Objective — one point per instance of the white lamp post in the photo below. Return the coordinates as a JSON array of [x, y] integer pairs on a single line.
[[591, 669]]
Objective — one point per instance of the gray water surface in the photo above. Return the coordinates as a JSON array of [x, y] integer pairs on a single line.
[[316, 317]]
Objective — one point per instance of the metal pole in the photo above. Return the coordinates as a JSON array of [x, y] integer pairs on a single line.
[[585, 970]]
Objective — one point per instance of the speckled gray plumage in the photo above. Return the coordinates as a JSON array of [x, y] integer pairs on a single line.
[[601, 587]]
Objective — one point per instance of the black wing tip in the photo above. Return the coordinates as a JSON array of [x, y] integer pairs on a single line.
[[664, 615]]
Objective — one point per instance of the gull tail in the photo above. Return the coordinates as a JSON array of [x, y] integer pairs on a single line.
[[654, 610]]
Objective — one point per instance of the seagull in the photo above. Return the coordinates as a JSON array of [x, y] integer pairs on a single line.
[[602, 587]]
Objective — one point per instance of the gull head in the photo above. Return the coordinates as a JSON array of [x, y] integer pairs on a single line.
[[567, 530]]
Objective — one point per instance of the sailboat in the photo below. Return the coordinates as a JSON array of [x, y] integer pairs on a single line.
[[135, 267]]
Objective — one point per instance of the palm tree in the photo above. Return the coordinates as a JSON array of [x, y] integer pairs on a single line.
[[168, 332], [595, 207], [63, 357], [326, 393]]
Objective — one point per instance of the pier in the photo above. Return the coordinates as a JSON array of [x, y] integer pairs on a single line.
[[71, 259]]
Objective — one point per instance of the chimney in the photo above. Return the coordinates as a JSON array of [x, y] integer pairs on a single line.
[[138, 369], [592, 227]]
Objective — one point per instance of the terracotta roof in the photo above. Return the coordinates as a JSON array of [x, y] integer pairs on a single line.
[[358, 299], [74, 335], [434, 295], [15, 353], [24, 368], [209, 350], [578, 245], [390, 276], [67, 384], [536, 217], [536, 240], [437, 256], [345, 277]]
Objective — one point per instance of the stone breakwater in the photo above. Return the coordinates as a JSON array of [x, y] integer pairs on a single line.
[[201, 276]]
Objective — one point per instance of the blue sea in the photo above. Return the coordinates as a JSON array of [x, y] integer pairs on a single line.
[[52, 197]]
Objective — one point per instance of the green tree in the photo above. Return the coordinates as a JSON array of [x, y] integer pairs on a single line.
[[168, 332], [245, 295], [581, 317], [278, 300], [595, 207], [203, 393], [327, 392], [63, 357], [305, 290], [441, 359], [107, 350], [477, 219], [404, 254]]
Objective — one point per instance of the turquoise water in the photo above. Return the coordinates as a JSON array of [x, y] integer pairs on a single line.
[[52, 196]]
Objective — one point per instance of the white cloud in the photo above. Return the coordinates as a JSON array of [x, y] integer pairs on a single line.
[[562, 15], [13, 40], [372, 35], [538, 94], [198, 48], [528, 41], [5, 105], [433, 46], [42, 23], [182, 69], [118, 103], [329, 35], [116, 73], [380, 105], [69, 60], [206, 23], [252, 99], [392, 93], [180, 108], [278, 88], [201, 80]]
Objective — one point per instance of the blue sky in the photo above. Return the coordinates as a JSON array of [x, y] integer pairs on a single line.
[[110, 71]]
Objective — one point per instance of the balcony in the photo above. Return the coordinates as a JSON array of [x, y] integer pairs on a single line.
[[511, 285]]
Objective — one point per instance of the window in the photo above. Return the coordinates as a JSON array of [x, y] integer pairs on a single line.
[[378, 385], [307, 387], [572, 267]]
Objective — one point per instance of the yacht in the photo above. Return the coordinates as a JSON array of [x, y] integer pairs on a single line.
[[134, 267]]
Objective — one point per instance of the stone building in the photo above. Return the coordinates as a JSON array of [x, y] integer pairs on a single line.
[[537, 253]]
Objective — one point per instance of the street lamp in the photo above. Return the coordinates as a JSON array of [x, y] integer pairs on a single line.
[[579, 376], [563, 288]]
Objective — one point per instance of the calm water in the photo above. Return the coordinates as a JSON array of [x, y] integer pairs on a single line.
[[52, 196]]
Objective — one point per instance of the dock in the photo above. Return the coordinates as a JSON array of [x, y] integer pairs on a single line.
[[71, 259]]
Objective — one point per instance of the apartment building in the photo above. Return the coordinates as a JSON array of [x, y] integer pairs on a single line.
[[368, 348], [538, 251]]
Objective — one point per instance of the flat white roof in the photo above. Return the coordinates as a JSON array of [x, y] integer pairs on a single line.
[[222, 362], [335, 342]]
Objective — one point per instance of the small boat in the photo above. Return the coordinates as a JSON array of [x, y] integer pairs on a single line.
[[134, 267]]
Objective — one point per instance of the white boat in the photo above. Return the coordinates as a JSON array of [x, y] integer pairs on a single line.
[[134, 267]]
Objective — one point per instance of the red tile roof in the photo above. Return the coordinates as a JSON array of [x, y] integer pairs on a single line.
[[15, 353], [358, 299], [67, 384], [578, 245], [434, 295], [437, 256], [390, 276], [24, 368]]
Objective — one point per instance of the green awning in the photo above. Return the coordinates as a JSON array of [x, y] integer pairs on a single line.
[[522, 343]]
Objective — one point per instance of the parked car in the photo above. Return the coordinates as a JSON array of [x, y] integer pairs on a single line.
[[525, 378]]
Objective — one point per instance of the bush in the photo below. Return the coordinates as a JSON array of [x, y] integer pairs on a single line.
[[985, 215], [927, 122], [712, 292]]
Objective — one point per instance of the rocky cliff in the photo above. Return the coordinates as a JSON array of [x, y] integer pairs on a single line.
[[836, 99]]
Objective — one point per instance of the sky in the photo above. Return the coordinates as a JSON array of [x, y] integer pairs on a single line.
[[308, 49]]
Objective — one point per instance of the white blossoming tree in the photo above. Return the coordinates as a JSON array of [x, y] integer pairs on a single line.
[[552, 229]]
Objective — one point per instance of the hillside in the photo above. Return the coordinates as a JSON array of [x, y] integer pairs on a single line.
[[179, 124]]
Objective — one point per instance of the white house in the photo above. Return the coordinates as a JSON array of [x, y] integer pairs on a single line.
= = = =
• What is needed
Print everything from the very start of the material above down to and including the line that contains "[[316, 317]]". Reproduce each line character for character.

• Final answer
Objective — one point per instance of the white lamp post in the photo below. Return the coordinates as a JSON array of [x, y] integer pairs on a single line.
[[591, 669]]
Objective — one point per instance of the gray water surface in the photo above. Return the coordinates as a JSON array of [x, y] integer pairs on a single line.
[[316, 317]]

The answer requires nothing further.